### Set problem
Could you echo back each of the lines below word for word, without changing anything?

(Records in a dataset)
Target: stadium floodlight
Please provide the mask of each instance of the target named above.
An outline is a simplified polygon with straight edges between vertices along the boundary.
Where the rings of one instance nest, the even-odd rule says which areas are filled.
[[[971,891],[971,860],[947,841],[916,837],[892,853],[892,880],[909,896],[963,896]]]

### Exercise result
Target: stadium floodlight
Please provide the mask of each instance of the target named above.
An outline is a simplified polygon with straight edges between vertices along the boundary.
Where the rings of one instance nest, the even-odd rule says which areas are filled.
[[[971,891],[971,860],[947,841],[916,837],[892,853],[892,880],[909,896],[963,896]]]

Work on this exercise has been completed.